*Stated task*. Can you set out everything in the data from the line containing "of the patch" down to the line containing "1160), (408, 1159)]", both included, as a Markdown table with the columns Row and Data line, skipping any blank lines?

Records of labeled points:
————————

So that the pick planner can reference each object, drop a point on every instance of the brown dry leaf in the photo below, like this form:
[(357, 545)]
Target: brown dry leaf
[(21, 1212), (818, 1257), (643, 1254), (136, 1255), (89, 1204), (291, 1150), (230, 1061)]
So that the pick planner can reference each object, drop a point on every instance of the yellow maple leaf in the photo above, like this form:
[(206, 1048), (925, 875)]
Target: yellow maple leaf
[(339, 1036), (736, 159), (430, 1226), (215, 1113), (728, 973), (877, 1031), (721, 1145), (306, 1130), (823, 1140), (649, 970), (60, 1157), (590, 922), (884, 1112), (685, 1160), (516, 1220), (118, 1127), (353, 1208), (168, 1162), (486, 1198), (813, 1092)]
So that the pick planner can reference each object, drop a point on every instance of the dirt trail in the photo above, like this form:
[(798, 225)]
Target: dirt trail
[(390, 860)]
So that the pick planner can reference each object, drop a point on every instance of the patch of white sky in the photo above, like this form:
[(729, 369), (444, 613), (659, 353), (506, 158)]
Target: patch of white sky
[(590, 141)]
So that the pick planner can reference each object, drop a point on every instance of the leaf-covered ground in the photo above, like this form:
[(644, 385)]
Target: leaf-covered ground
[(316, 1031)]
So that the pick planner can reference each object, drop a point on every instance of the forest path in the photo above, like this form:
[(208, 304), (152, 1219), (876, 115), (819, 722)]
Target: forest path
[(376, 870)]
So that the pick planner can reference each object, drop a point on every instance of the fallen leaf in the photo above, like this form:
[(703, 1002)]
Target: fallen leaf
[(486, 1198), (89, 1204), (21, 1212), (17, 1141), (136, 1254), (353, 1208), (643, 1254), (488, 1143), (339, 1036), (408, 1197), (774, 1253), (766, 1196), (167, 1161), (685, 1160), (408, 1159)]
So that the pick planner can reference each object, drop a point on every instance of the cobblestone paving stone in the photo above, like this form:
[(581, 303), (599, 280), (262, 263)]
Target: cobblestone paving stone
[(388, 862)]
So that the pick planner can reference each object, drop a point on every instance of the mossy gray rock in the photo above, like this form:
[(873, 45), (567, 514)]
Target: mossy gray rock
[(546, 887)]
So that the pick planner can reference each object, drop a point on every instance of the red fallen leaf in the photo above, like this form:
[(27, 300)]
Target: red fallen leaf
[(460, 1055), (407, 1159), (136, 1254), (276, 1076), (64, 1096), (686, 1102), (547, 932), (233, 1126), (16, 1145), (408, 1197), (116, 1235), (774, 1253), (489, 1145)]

————————

*Answer to the problem*.
| Row | Data line |
|---|---|
| 1 | So that the pick planner can reference each object, drop a point on every instance of the patch of white sky in the photo above, like this form: |
| 2 | [(729, 369), (444, 613), (659, 353), (506, 158)] |
| 3 | Target: patch of white sky |
| 4 | [(590, 141)] |
| 5 | So that the pick planner can reference each object, drop a point on every instance of the leaf-covered ground in the photo above, like this form: |
| 6 | [(644, 385)] |
| 7 | Target: leaf-covered ground |
| 8 | [(316, 1031)] |
| 9 | So that the pick planner can reference each object, drop a point on every instance of the forest path in the photo above, like this form: |
| 10 | [(208, 304), (152, 1219), (876, 115), (819, 722)] |
| 11 | Target: forest path |
| 12 | [(376, 870)] |
| 13 | So that the pick planner can reference each object, drop a point on every instance of the fallen leaf in the photo above, like this form: |
| 14 | [(703, 1002)] |
| 15 | Target: fallen leaf |
| 16 | [(486, 1198), (89, 1204), (21, 1212), (17, 1141), (136, 1254), (353, 1208), (643, 1254), (488, 1143), (339, 1036), (408, 1197), (774, 1253), (766, 1196), (167, 1161), (685, 1160), (408, 1159)] |